First find the line with "column 145, row 314" in the entries below, then set down exactly every line through the line with "column 237, row 122", that line included.

Stored data entries
⟨

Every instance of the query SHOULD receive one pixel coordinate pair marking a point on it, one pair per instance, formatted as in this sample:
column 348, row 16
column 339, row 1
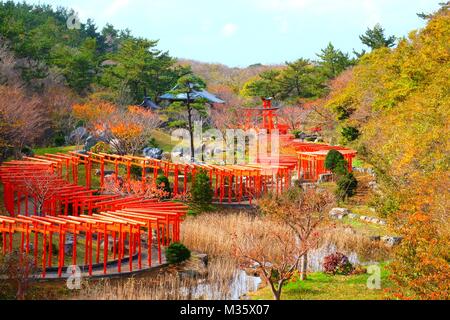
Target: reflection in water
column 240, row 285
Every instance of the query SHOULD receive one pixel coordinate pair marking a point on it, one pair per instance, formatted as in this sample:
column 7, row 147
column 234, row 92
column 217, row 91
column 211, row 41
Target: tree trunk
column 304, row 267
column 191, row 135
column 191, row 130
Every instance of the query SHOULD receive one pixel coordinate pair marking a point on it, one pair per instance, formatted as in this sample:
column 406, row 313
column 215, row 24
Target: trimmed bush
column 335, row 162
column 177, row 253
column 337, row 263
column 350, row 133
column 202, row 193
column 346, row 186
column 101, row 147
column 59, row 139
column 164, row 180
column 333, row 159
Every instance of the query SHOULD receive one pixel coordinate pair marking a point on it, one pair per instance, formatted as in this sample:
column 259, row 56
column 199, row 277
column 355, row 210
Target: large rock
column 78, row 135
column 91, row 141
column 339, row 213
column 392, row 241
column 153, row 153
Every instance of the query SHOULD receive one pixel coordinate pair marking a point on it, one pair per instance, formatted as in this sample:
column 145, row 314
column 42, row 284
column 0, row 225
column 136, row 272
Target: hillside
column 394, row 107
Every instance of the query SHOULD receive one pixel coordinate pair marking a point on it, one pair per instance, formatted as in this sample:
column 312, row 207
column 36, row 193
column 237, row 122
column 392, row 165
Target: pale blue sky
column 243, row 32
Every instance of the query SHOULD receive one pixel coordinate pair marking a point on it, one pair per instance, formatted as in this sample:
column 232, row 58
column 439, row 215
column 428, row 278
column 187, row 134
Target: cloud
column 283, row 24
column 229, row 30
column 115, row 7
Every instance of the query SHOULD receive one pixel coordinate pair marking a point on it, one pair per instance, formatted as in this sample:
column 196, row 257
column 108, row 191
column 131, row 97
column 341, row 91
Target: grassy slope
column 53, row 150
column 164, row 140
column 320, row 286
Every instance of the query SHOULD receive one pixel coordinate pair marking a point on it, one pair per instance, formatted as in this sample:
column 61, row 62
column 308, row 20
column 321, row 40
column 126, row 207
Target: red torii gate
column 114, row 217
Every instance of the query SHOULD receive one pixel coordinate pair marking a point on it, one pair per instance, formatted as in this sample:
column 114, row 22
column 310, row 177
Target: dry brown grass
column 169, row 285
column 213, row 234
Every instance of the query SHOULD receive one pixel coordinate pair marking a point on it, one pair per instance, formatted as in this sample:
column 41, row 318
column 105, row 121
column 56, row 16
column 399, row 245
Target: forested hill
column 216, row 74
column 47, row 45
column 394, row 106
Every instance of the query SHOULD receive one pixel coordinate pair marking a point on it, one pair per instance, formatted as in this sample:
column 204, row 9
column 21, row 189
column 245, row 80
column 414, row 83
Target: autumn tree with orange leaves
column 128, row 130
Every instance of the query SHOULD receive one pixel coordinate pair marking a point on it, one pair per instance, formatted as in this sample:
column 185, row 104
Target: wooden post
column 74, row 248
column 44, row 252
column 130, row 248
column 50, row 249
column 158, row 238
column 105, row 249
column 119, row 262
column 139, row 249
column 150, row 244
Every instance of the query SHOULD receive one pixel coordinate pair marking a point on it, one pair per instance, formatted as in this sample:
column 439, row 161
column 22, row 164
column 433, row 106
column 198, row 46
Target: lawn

⟩

▶ FINAL ANSWER:
column 145, row 314
column 42, row 284
column 0, row 225
column 136, row 272
Target: hillside
column 394, row 107
Every instance of the query SHOULD receive one pixel coordinate pair marking a point on it, one pair per instance, formatted as in this sample:
column 312, row 207
column 36, row 193
column 237, row 122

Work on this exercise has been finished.